%%
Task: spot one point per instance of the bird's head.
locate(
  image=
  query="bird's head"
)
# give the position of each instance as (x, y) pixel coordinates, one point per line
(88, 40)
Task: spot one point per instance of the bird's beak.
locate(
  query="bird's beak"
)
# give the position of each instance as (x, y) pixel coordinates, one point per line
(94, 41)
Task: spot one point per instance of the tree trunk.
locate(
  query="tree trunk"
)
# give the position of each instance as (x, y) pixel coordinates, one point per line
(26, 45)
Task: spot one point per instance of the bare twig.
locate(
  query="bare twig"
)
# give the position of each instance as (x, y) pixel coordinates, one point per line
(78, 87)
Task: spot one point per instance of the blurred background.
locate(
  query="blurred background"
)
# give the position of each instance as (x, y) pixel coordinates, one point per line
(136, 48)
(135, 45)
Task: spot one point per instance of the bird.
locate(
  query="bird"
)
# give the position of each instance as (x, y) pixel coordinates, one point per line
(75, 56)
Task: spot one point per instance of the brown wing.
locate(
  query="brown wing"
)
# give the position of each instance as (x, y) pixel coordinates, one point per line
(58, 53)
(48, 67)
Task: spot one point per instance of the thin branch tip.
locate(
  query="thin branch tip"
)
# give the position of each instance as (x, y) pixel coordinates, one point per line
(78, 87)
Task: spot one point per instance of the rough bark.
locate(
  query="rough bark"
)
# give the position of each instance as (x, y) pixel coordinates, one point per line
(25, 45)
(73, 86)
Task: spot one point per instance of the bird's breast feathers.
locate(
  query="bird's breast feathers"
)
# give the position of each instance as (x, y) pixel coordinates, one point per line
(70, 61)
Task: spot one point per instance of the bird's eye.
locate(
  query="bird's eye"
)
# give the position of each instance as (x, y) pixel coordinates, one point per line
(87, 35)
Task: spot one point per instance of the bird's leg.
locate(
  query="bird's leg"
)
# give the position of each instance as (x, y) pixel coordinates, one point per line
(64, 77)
%%
(EXERCISE OBJECTIVE)
Retype the data in full and match it exactly.

(ANSWER)
Task: spot one point per instance of the bird's head.
locate(
  image=
  query="bird's head"
)
# give the position of each instance as (x, y) pixel coordinates, one point per line
(88, 40)
Task: spot one point per instance of the bird's beak.
locate(
  query="bird's beak"
)
# give the position of each instance as (x, y) pixel coordinates, one point per line
(94, 41)
Task: spot one point per instance of the tree trunk.
locate(
  query="tree trunk"
)
# give the position of each instance as (x, y) pixel coordinates, one point per line
(26, 45)
Task: spot one point per instance of the bare twig.
locate(
  query="bare twig"
)
# give the position of each instance as (x, y) pixel coordinates, one point per line
(78, 87)
Task: spot one point per instance of the blurred background.
locate(
  query="blurred background"
)
# give the position of each instance as (x, y) pixel coordinates, one point per line
(136, 48)
(135, 45)
Task: spot one point per instance of the bird.
locate(
  query="bird"
)
# give the position of each instance as (x, y) pixel coordinates, one point per line
(75, 56)
Task: spot one point per instance of the brown wing.
locate(
  query="brown wing"
)
# give the position of each instance as (x, y) pixel coordinates, one point per line
(58, 53)
(48, 67)
Task: spot one point per instance of the thin branch tip.
locate(
  query="thin branch tip"
)
# give the position of each instance as (x, y) pixel coordinates, one point per line
(78, 87)
Task: spot one point per instance of the rough bark.
locate(
  query="rough bark"
)
# give the position of each instance as (x, y) pixel coordinates, one point per line
(25, 45)
(73, 86)
Task: spot one point per instance of the bird's breast feathers.
locate(
  query="bird's breast feathers"
)
# give the position of each instance as (x, y) pixel coordinates, one point per line
(70, 61)
Task: spot one point per instance of the bird's eye.
locate(
  query="bird's eye"
)
# give the position of each instance as (x, y) pixel coordinates, one point per line
(87, 35)
Task: spot one point per instance of the bird's leg.
locate(
  query="bird's leg"
)
# give the position of each instance as (x, y) pixel coordinates, one point per line
(64, 77)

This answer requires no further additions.